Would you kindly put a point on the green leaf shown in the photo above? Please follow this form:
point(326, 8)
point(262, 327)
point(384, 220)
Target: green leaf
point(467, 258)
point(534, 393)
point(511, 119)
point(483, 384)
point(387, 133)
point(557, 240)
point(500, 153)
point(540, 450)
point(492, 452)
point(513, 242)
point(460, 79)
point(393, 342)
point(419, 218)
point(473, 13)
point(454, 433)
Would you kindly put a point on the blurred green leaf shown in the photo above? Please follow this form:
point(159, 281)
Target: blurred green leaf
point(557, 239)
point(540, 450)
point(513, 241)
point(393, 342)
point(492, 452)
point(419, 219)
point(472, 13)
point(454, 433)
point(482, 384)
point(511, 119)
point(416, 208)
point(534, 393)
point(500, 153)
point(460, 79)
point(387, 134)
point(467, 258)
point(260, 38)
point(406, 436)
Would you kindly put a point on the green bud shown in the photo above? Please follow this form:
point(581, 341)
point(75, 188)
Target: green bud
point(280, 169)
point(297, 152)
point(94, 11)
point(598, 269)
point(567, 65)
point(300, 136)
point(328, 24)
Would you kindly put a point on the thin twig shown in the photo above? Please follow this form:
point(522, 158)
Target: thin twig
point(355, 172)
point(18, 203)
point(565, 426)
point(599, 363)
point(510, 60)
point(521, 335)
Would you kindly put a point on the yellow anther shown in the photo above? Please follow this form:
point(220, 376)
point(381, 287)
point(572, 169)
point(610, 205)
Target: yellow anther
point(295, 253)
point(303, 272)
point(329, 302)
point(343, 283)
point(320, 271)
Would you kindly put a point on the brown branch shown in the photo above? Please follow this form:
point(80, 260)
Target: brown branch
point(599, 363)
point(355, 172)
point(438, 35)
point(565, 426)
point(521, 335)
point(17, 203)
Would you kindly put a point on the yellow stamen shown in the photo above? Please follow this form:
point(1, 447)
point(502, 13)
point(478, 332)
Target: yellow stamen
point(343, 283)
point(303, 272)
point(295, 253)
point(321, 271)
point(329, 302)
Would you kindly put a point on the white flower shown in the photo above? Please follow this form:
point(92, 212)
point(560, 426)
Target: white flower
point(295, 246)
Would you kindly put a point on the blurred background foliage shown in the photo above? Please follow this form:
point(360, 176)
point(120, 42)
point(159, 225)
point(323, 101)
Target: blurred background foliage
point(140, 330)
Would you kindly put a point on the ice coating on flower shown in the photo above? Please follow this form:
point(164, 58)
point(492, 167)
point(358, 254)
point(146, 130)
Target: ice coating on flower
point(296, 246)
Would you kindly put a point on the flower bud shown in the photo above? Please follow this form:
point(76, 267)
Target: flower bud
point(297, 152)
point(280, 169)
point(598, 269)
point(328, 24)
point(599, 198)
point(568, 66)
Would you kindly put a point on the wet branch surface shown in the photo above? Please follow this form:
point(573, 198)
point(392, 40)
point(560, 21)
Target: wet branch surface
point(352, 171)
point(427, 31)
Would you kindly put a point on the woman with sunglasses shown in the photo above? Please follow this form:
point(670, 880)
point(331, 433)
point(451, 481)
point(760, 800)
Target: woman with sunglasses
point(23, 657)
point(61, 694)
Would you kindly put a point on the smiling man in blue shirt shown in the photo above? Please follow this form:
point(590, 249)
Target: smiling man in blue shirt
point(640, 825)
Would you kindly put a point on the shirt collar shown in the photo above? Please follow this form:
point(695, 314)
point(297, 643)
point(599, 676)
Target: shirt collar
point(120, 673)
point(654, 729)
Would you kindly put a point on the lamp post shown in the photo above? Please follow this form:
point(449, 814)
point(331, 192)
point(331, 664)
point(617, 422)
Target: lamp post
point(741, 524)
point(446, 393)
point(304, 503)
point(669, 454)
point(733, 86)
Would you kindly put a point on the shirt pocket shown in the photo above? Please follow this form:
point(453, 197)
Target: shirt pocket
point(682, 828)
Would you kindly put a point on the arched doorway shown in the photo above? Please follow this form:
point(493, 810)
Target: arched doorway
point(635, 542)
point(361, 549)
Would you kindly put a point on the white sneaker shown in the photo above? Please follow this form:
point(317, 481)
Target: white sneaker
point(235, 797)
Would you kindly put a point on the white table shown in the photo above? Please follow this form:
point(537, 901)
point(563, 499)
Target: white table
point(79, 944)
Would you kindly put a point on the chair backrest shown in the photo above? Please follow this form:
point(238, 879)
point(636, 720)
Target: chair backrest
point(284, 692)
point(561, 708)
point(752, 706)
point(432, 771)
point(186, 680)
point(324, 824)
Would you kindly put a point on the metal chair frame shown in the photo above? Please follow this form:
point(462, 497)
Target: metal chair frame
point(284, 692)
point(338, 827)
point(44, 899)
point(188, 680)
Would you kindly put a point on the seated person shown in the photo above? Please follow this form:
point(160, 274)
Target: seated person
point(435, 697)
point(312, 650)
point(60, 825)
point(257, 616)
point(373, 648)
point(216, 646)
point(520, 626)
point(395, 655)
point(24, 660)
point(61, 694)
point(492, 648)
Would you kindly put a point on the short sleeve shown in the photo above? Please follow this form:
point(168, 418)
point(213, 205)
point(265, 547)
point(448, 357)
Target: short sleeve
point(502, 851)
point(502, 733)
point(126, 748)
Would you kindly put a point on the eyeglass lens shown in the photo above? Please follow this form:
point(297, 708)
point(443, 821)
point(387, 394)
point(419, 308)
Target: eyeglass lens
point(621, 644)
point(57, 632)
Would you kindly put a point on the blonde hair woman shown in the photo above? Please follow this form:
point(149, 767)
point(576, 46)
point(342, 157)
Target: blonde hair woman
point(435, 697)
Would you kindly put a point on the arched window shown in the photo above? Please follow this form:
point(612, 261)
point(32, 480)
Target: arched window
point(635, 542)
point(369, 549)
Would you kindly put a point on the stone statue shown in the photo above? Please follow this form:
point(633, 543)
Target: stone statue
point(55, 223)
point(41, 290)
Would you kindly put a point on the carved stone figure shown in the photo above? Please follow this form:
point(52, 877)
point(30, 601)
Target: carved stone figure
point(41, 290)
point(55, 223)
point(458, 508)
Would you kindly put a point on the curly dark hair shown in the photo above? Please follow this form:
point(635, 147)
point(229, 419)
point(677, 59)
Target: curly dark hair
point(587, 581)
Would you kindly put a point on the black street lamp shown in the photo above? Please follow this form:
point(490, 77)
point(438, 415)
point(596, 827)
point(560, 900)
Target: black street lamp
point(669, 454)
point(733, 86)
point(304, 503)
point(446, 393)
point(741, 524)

* **Work instructions**:
Present all of the lines above as a Markdown table with two columns, No. and Text, where each row holds a running number and one line. Leave out any blank lines.

* **Solution to the problem**:
| No. | Text |
|---|---|
| 1 | Would you kindly put a point on the green leaf shown in the photo above? Please follow this form: |
| 2 | point(326, 8) |
| 3 | point(262, 327) |
| 4 | point(384, 220) |
| 5 | Target: green leaf |
| 6 | point(467, 258) |
| 7 | point(534, 393) |
| 8 | point(511, 119) |
| 9 | point(483, 384) |
| 10 | point(387, 133) |
| 11 | point(557, 240) |
| 12 | point(500, 153) |
| 13 | point(540, 450) |
| 14 | point(492, 452) |
| 15 | point(513, 242) |
| 16 | point(460, 79) |
| 17 | point(393, 342) |
| 18 | point(419, 218) |
| 19 | point(473, 13) |
| 20 | point(454, 433) |
| 21 | Would you kindly put a point on the blurred green leaf shown in the photo above? Please follow this form: |
| 22 | point(159, 281) |
| 23 | Target: blurred green leaf |
| 24 | point(557, 239) |
| 25 | point(540, 450) |
| 26 | point(513, 241) |
| 27 | point(393, 342) |
| 28 | point(492, 452) |
| 29 | point(419, 219) |
| 30 | point(472, 13) |
| 31 | point(454, 433) |
| 32 | point(482, 384) |
| 33 | point(511, 119) |
| 34 | point(416, 208) |
| 35 | point(534, 393) |
| 36 | point(500, 153) |
| 37 | point(460, 79) |
| 38 | point(387, 134) |
| 39 | point(467, 258) |
| 40 | point(260, 38) |
| 41 | point(406, 436) |
| 42 | Would you kindly put a point on the green bud shown in the photo above? Please follow this form: |
| 43 | point(581, 341) |
| 44 | point(75, 188) |
| 45 | Target: green bud |
| 46 | point(280, 169) |
| 47 | point(297, 152) |
| 48 | point(94, 11) |
| 49 | point(598, 269) |
| 50 | point(567, 65) |
| 51 | point(300, 136) |
| 52 | point(328, 24) |
| 53 | Would you kindly put a point on the thin twig shown in the photo above? Please follow this form: |
| 54 | point(522, 158) |
| 55 | Target: thin twig |
| 56 | point(355, 172) |
| 57 | point(18, 203) |
| 58 | point(565, 426) |
| 59 | point(599, 363) |
| 60 | point(510, 60) |
| 61 | point(521, 335) |
| 62 | Would you kindly put a point on the yellow anther shown in the photo above? Please follow this form: |
| 63 | point(220, 376) |
| 64 | point(381, 287) |
| 65 | point(572, 169) |
| 66 | point(610, 205) |
| 67 | Target: yellow anther |
| 68 | point(295, 253) |
| 69 | point(303, 272) |
| 70 | point(329, 302) |
| 71 | point(343, 283) |
| 72 | point(320, 271) |
| 73 | Would you kindly put a point on the brown branch shown in the photo above? Please follow this form: |
| 74 | point(80, 260) |
| 75 | Target: brown branch |
| 76 | point(599, 363) |
| 77 | point(355, 172) |
| 78 | point(438, 35) |
| 79 | point(565, 426) |
| 80 | point(521, 335) |
| 81 | point(17, 203) |
| 82 | Would you kindly put a point on the yellow stamen shown in the photo above? Please follow this form: |
| 83 | point(1, 447) |
| 84 | point(502, 13) |
| 85 | point(478, 332) |
| 86 | Target: yellow stamen |
| 87 | point(343, 283) |
| 88 | point(303, 272) |
| 89 | point(295, 253) |
| 90 | point(321, 271) |
| 91 | point(329, 302) |
| 92 | Would you kindly put a point on the white flower shown in the photo above? Please follow this form: |
| 93 | point(92, 212) |
| 94 | point(560, 426) |
| 95 | Target: white flower |
| 96 | point(295, 246) |
| 97 | Would you kindly put a point on the blurred background foliage shown in the photo above? Please follow this form: |
| 98 | point(360, 176) |
| 99 | point(120, 42) |
| 100 | point(159, 225) |
| 101 | point(323, 101) |
| 102 | Target: blurred background foliage |
| 103 | point(140, 330) |
| 104 | Would you kindly put a point on the ice coating on flower shown in the photo above? Please follow this form: |
| 105 | point(164, 58) |
| 106 | point(492, 167) |
| 107 | point(358, 254) |
| 108 | point(146, 130) |
| 109 | Target: ice coating on flower |
| 110 | point(296, 246) |
| 111 | Would you kindly put a point on the flower bud shown in the photo above? Please follow this form: |
| 112 | point(76, 267) |
| 113 | Target: flower bud |
| 114 | point(297, 152) |
| 115 | point(280, 169) |
| 116 | point(598, 269) |
| 117 | point(328, 24) |
| 118 | point(599, 198) |
| 119 | point(568, 66) |
| 120 | Would you kindly put a point on the wet branch surface shown in the photo above? Please follow this form: |
| 121 | point(573, 198) |
| 122 | point(392, 40) |
| 123 | point(560, 21) |
| 124 | Target: wet branch surface |
| 125 | point(352, 171) |
| 126 | point(427, 31) |
| 127 | Would you kindly put a point on the woman with sunglasses shown in the photo above? Please follow this form: |
| 128 | point(670, 880) |
| 129 | point(331, 433) |
| 130 | point(451, 481) |
| 131 | point(760, 800) |
| 132 | Target: woman with sunglasses |
| 133 | point(23, 657) |
| 134 | point(61, 694) |
| 135 | Would you kindly put a point on the smiling man in blue shirt shown in the photo above? Please follow this form: |
| 136 | point(590, 249) |
| 137 | Target: smiling man in blue shirt |
| 138 | point(640, 825) |
| 139 | Would you kindly put a point on the shirt collar shown in the photo above? Please follow this form: |
| 140 | point(695, 314) |
| 141 | point(297, 643) |
| 142 | point(599, 676) |
| 143 | Target: shirt collar |
| 144 | point(120, 673) |
| 145 | point(654, 729) |
| 146 | Would you kindly put a point on the lamp post shown in the photo above? Please follow this form: |
| 147 | point(449, 814) |
| 148 | point(331, 192) |
| 149 | point(331, 664) |
| 150 | point(617, 422) |
| 151 | Target: lamp post |
| 152 | point(741, 524) |
| 153 | point(446, 393) |
| 154 | point(304, 503) |
| 155 | point(669, 454) |
| 156 | point(733, 86) |
| 157 | Would you kindly put a point on the shirt pocket shown in the photo above? Please follow this form: |
| 158 | point(453, 197) |
| 159 | Target: shirt pocket |
| 160 | point(682, 828) |
| 161 | Would you kindly put a point on the arched doorway shown in the photo above? Please follow this form: |
| 162 | point(493, 810) |
| 163 | Target: arched doorway |
| 164 | point(635, 542) |
| 165 | point(361, 549) |
| 166 | Would you kindly put a point on the white sneaker shown in the photo above? Please follow this form: |
| 167 | point(317, 481) |
| 168 | Target: white sneaker |
| 169 | point(235, 797) |
| 170 | Would you kindly put a point on the white table shown in the photo above? Please follow this form: |
| 171 | point(537, 901) |
| 172 | point(563, 499) |
| 173 | Target: white table |
| 174 | point(79, 944) |
| 175 | Would you kindly put a point on the chair backrest shown in the photo above? Please follow this form: |
| 176 | point(238, 879) |
| 177 | point(636, 720) |
| 178 | Target: chair backrest |
| 179 | point(284, 692) |
| 180 | point(561, 708) |
| 181 | point(752, 706) |
| 182 | point(432, 771) |
| 183 | point(186, 680) |
| 184 | point(324, 824) |
| 185 | Would you kindly put a point on the metal chair frame shown in the photo above? Please follow this form: |
| 186 | point(462, 497) |
| 187 | Target: metal chair frame |
| 188 | point(284, 692) |
| 189 | point(338, 827) |
| 190 | point(44, 899) |
| 191 | point(188, 680) |
| 192 | Would you kindly put a point on the seated person shown in the photo above? Please follow this form: |
| 193 | point(160, 274) |
| 194 | Target: seated person |
| 195 | point(435, 697) |
| 196 | point(312, 650) |
| 197 | point(60, 825) |
| 198 | point(257, 616) |
| 199 | point(373, 648) |
| 200 | point(216, 646) |
| 201 | point(520, 626) |
| 202 | point(395, 655) |
| 203 | point(24, 660) |
| 204 | point(61, 694) |
| 205 | point(492, 648) |
| 206 | Would you kindly put a point on the short sleeve shown in the photo above? Please follow this form: |
| 207 | point(168, 418) |
| 208 | point(213, 205) |
| 209 | point(265, 547) |
| 210 | point(448, 357) |
| 211 | Target: short sleeve |
| 212 | point(502, 851) |
| 213 | point(502, 733) |
| 214 | point(126, 748) |
| 215 | Would you kindly put a point on the eyeglass lens shown in the photo above? Please follow this form: |
| 216 | point(297, 708) |
| 217 | point(443, 821) |
| 218 | point(387, 394) |
| 219 | point(419, 308) |
| 220 | Target: eyeglass lens |
| 221 | point(621, 644) |
| 222 | point(57, 632) |
| 223 | Would you kindly put a point on the blonde hair woman shown in the photo above? Please follow this form: |
| 224 | point(149, 767) |
| 225 | point(576, 46) |
| 226 | point(342, 157) |
| 227 | Target: blonde hair woman |
| 228 | point(435, 697) |
| 229 | Would you kindly put a point on the arched window shown in the photo above? Please follow this form: |
| 230 | point(612, 261) |
| 231 | point(32, 480) |
| 232 | Target: arched window |
| 233 | point(635, 542) |
| 234 | point(369, 549) |
| 235 | Would you kindly put a point on the stone statue shown in the photo above? Please follow this form: |
| 236 | point(633, 543) |
| 237 | Target: stone statue |
| 238 | point(55, 223) |
| 239 | point(41, 290) |
| 240 | Would you kindly put a point on the carved stone figure shown in the photo above? Please follow this form: |
| 241 | point(52, 877) |
| 242 | point(30, 601) |
| 243 | Target: carved stone figure |
| 244 | point(41, 290) |
| 245 | point(55, 223) |
| 246 | point(458, 508) |
| 247 | Would you kindly put a point on the curly dark hair shown in the photo above? Please follow this form: |
| 248 | point(635, 147) |
| 249 | point(229, 419) |
| 250 | point(677, 59) |
| 251 | Target: curly dark hair |
| 252 | point(587, 581) |
| 253 | Would you kindly put a point on the black street lamp shown in the photo above? Please follow this form: |
| 254 | point(490, 77) |
| 255 | point(438, 415) |
| 256 | point(596, 827) |
| 257 | point(560, 900) |
| 258 | Target: black street lamp |
| 259 | point(669, 454) |
| 260 | point(733, 86) |
| 261 | point(304, 503) |
| 262 | point(446, 393) |
| 263 | point(741, 524) |